Passage provided:
------------------------
# punderson carp



## peple of the perch (Sep 13, 2004)

went to punderson and got oonly one carp but it was deffinatly over 20 lbs also has a huge one break me off as quickly as it got on. it was as soon as i casted to. also got a chanal catfish with some cut bait


----------



## PAYARA (Apr 7, 2004)

Punderson has been a mystery lake to me.I have 
fished it a few times now and have never had a fish
nor seen a fish up there.You are the first to confirm 
that the lake dose contain carp (of coruse I know it 
did LOL!)But I bet there are some BIG ones in that lake 
as it has everything to support them and any lake that 
can stay cool enough year round to support a population 
of BIG trout will definately have the right 'stuff' to grow 
a few large carp!Infact most of your natural lakes do
have the larger carp.Good show!


----------



## peple of the perch (Sep 13, 2004)

i have seen some really big ones jumping in there


----------



## PAYARA (Apr 7, 2004)

I would love to fish the lake more.Its a great looking 
lake,not too big,not too small.But,its not very close 
too me so hitting often is just not in the cards.


----------



## peple of the perch (Sep 13, 2004)

i was at the beach there was no jumping at all and i didnt catch any more after the last one.


----------



## RIPatJCU (Jul 3, 2006)

Where are the best spots to fish for carp there? I was just out there fishing for Largemouth over by the Marina Thurs. night and saw little action on anything. The marina was about the only place I saw on the way in where I could shore fish.


----------



## peple of the perch (Sep 13, 2004)

i was by the beach


----------
------------------------
Supplied information:
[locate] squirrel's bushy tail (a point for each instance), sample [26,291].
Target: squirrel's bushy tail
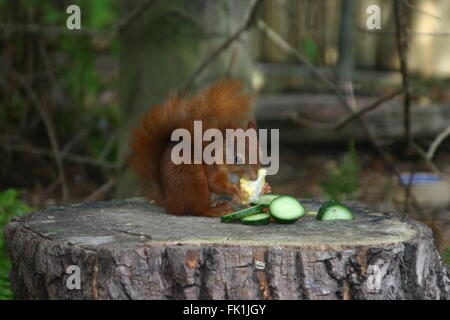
[220,106]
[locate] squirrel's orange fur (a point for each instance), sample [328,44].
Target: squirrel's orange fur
[187,188]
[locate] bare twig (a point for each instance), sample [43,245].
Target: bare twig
[66,156]
[286,47]
[134,14]
[50,130]
[402,42]
[50,30]
[421,11]
[96,195]
[249,17]
[374,140]
[437,141]
[338,126]
[428,162]
[368,108]
[80,135]
[408,33]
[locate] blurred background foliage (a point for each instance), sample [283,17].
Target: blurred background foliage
[93,84]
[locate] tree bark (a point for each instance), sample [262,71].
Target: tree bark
[131,249]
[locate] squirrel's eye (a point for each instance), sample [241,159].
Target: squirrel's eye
[239,159]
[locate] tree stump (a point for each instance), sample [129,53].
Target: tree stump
[131,249]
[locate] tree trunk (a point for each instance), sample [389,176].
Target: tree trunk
[131,249]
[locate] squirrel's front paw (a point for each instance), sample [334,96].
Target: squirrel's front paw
[237,196]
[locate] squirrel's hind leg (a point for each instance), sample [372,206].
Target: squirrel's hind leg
[218,211]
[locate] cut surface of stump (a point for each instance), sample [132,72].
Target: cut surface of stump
[131,249]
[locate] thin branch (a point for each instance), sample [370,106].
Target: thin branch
[249,17]
[286,47]
[338,126]
[437,141]
[66,156]
[374,140]
[402,42]
[50,30]
[421,11]
[133,15]
[96,195]
[408,33]
[368,108]
[428,162]
[50,130]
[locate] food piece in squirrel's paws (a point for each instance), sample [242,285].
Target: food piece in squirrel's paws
[252,189]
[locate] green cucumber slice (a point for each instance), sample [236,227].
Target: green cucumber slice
[266,199]
[242,213]
[257,219]
[334,210]
[286,209]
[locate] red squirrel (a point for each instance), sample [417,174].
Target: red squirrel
[188,188]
------------------------
Stated task 1: Summarize the Punderson carp thread in two sentences.
Stated task 2: List every username that posts in the Punderson carp thread.
The items have nothing to do with the Punderson carp thread.

Final result 1: One poster reports catching a single carp at Punderson that was definitely over 20 pounds, losing a huge one that broke off, and catching a channel catfish on cut bait. Another poster, who has fished the lake a few times without seeing a fish, bets it holds big carp because it can support big trout, and a third asks where the best carp spots are and is told the first poster fished by the beach.

Final result 2:
peple of the perch
PAYARA
RIPatJCU